-- BEGIN Provided records --
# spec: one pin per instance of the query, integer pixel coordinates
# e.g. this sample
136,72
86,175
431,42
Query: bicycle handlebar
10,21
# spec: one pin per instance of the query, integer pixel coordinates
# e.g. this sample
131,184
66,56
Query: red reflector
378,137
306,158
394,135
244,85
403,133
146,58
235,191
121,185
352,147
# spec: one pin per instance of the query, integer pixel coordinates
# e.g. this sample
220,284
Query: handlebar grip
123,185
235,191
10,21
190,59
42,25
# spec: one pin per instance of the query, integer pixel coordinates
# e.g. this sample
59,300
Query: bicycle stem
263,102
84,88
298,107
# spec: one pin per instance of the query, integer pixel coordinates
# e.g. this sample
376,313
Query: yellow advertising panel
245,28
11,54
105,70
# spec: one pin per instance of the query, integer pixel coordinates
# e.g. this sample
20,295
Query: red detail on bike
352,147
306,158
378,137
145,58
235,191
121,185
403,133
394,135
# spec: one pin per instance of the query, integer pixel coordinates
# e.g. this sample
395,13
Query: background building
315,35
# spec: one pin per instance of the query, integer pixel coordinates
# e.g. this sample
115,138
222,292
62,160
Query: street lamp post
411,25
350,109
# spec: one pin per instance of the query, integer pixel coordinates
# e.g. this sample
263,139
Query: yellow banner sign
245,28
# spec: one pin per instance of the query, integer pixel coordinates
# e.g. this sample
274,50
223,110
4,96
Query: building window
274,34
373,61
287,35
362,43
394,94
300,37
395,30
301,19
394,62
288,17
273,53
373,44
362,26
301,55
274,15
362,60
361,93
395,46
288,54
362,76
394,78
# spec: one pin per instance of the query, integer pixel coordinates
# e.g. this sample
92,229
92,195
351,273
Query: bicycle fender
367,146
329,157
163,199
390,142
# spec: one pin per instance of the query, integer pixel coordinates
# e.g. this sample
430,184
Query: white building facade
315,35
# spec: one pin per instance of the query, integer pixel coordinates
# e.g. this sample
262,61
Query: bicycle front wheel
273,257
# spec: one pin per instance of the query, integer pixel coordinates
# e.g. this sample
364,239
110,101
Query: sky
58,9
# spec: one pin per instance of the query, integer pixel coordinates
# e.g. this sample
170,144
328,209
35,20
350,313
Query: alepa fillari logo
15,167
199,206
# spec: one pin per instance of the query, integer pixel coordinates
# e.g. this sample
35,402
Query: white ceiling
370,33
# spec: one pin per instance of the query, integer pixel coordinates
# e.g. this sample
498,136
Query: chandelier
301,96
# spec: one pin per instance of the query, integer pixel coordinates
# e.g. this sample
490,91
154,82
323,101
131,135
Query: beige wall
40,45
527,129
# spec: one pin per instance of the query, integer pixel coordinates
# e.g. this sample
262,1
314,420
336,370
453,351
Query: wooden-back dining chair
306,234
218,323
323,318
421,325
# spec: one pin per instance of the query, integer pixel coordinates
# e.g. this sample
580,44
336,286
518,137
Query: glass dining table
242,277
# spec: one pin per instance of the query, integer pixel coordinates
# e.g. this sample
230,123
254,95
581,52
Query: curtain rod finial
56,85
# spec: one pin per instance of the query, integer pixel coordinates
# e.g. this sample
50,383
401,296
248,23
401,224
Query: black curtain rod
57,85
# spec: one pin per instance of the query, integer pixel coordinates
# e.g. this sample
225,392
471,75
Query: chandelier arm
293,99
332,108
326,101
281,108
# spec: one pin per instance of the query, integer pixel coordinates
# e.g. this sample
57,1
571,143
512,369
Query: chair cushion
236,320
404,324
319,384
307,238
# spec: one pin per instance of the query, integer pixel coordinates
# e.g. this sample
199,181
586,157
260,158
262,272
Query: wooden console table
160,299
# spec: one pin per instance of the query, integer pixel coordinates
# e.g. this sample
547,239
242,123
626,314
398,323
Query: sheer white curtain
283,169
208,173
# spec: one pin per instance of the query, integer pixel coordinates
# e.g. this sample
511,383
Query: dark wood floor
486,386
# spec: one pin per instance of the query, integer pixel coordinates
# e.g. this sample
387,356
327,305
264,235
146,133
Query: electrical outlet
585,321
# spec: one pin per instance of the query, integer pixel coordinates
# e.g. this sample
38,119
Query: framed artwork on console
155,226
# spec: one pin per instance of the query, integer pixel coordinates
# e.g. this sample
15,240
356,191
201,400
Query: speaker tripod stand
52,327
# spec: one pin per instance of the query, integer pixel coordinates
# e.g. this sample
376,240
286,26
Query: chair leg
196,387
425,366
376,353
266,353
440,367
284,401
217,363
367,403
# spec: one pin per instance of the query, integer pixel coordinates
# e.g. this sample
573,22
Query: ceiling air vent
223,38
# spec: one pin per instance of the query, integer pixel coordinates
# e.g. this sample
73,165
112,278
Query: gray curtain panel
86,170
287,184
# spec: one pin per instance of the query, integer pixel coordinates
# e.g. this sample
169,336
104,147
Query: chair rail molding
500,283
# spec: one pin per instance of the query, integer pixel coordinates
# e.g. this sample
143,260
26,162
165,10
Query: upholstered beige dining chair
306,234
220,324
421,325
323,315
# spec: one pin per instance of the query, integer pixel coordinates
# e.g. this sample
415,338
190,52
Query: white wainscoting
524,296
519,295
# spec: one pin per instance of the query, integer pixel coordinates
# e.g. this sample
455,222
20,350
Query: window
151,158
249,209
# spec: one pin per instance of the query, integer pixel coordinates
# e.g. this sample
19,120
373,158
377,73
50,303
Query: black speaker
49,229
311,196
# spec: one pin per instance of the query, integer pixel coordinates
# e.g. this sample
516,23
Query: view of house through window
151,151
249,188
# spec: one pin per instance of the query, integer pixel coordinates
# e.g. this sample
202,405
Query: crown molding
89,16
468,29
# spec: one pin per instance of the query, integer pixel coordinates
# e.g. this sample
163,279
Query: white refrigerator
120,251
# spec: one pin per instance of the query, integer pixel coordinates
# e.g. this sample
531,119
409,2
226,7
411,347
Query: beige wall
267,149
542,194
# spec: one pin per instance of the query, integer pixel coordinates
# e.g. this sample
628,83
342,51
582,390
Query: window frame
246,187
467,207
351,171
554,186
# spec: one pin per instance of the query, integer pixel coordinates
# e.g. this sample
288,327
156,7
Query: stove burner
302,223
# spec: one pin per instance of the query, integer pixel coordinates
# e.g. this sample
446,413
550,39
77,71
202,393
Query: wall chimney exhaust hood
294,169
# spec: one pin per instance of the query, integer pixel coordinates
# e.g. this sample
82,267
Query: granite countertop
-- END Provided records --
__Work to do__
Repeat the material above in full, keeping every word.

__Task result__
# spec: one pin per instance of the query, integer pixel coordinates
# e.g. this sample
136,72
86,175
431,42
Query: bicycle handlebar
10,21
# spec: one pin per instance of the query, integer pixel coordinates
# e.g. this sample
131,184
66,56
Query: red reflector
378,137
306,158
394,135
244,85
403,133
146,58
235,191
121,185
352,147
# spec: one pin per instance of the query, integer pixel coordinates
# e.g. this sample
220,284
Query: handlebar grip
123,185
235,191
10,21
190,59
42,25
# spec: one pin per instance of the query, integer pixel coordinates
# e.g. this sample
59,300
Query: bicycle stem
263,102
84,88
298,107
# spec: one pin per instance of the query, integer pixel coordinates
# e.g. this sample
376,313
Query: yellow advertising panel
245,28
11,54
105,70
# spec: one pin per instance of the query, integer pixel coordinates
# e.g. this sample
20,295
Query: red detail on bike
352,147
306,158
378,137
145,58
235,191
121,185
403,133
394,135
# spec: one pin per instance of the query, integer pixel coordinates
# e.g. this sample
395,13
Query: background building
315,35
# spec: one pin per instance of the query, integer pixel coordinates
# e.g. this sample
115,138
222,292
62,160
Query: street lamp post
411,25
350,109
# spec: one pin per instance of the query, integer pixel coordinates
# e.g. this sample
263,139
Query: yellow banner sign
245,28
# spec: one pin per instance of the query, integer pixel coordinates
# e.g. this sample
274,50
223,110
4,96
Query: building window
274,34
373,61
287,35
362,43
394,94
300,37
395,30
301,19
394,62
288,17
273,53
373,44
362,26
301,55
274,15
362,60
361,93
395,46
288,54
362,76
394,78
# spec: one pin per instance of the query, integer pixel coordinates
# e.g. this sample
92,229
92,195
351,273
Query: bicycle fender
367,146
329,157
163,199
390,142
# spec: one pin per instance of the query, integer pixel coordinates
# e.g. this sample
430,184
Query: white building facade
315,35
# spec: one pin per instance of the query, integer pixel coordinates
# e.g. this sample
262,61
Query: bicycle front wheel
273,257
# spec: one pin per instance of the query, integer pixel coordinates
# e.g. this sample
364,239
110,101
Query: sky
58,9
# spec: one pin per instance of the query, integer pixel coordinates
# e.g. this sample
170,144
328,209
35,20
350,313
Query: alepa fillari logo
15,167
199,206
# spec: one pin per instance of the query, integer pixel coordinates
# e.g. this sample
35,402
Query: white ceiling
370,33
# spec: one pin per instance of the query, integer pixel coordinates
# e.g. this sample
498,136
Query: chandelier
301,96
# spec: one pin per instance of the query, integer pixel coordinates
# e.g. this sample
490,91
154,82
323,101
131,135
Query: beige wall
40,45
527,129
# spec: one pin per instance of the query, integer pixel coordinates
# e.g. this sample
262,1
314,420
336,370
453,351
Query: wooden-back dining chair
306,234
218,323
323,318
421,325
# spec: one pin per instance of the query, integer pixel coordinates
# e.g. this sample
580,44
336,286
518,137
Query: glass dining table
242,277
# spec: one pin per instance of the query, integer pixel coordinates
# e.g. this sample
230,123
254,95
581,52
Query: curtain rod finial
56,85
# spec: one pin per instance of the query, integer pixel coordinates
# e.g. this sample
50,383
401,296
248,23
401,224
Query: black curtain rod
57,85
# spec: one pin per instance of the query, integer pixel coordinates
# e.g. this sample
225,392
471,75
Query: chandelier arm
293,99
332,108
326,101
281,108
# spec: one pin per instance of the query, integer pixel coordinates
# e.g. this sample
57,1
571,143
512,369
Query: chair cushion
236,320
404,324
319,384
307,238
# spec: one pin per instance of the query, integer pixel coordinates
# e.g. this sample
199,181
586,157
260,158
262,272
Query: wooden console table
160,299
# spec: one pin per instance of the query, integer pixel coordinates
# e.g. this sample
547,239
242,123
626,314
398,323
Query: sheer white curtain
283,169
208,173
# spec: one pin per instance of the query, integer pixel coordinates
# e.g. this sample
511,383
Query: dark wood floor
486,386
# spec: one pin per instance of the query, integer pixel coordinates
# e.g. this sample
387,356
327,305
264,235
146,133
Query: electrical outlet
585,321
# spec: one pin per instance of the query, integer pixel coordinates
# e.g. this sample
38,119
Query: framed artwork on console
155,226
# spec: one pin per instance of the query, integer pixel coordinates
# e.g. this sample
15,240
356,191
201,400
Query: speaker tripod stand
52,327
# spec: one pin per instance of the query, integer pixel coordinates
# e.g. this sample
376,240
286,26
Query: chair leg
196,387
425,366
376,353
266,353
440,367
284,401
217,363
367,403
# spec: one pin per instance of the query, integer pixel coordinates
# e.g. this sample
573,22
Query: ceiling air vent
223,38
# spec: one pin per instance of the query, integer pixel coordinates
# e.g. this sample
73,165
112,278
Query: gray curtain panel
86,170
287,184
# spec: one pin per instance of the query, integer pixel coordinates
# e.g. this sample
169,336
104,147
Query: chair rail molding
500,283
# spec: one pin per instance of the query, integer pixel coordinates
# e.g. this sample
143,260
26,162
165,10
Query: upholstered beige dining chair
306,234
220,324
421,325
323,315
# spec: one pin per instance of the query, integer pixel coordinates
# e.g. this sample
415,338
190,52
Query: white wainscoting
524,296
519,295
# spec: one pin per instance of the query, integer pixel coordinates
# e.g. this sample
455,222
20,350
Query: window
151,158
249,209
# spec: one pin per instance of the query, integer pixel coordinates
# e.g. this sample
19,120
373,158
377,73
50,303
Query: black speaker
49,229
311,196
# spec: one pin per instance of the query, integer pixel coordinates
# e.g. this sample
516,23
Query: view of house through window
151,151
249,188
# spec: one pin per instance of the query, integer pixel coordinates
# e.g. this sample
202,405
Query: crown molding
89,16
468,29
# spec: one pin per instance of the query, integer pixel coordinates
# e.g. this sample
163,279
Query: white refrigerator
120,251
# spec: one pin per instance of the query, integer pixel coordinates
# e.g. this sample
531,119
409,2
226,7
411,347
Query: beige wall
267,149
542,194
# spec: one pin per instance of the query, integer pixel coordinates
# e.g. this sample
628,83
342,51
582,390
Query: window frame
246,187
467,207
351,171
554,186
# spec: one pin per instance of the query, integer pixel coordinates
# e.g. this sample
288,327
156,7
Query: stove burner
302,223
# spec: one pin per instance of the query, integer pixel coordinates
# e.g. this sample
446,413
550,39
77,71
202,393
Query: wall chimney exhaust hood
294,169
# spec: one pin per instance of the query, integer pixel coordinates
# e.g. this sample
82,267
Query: granite countertop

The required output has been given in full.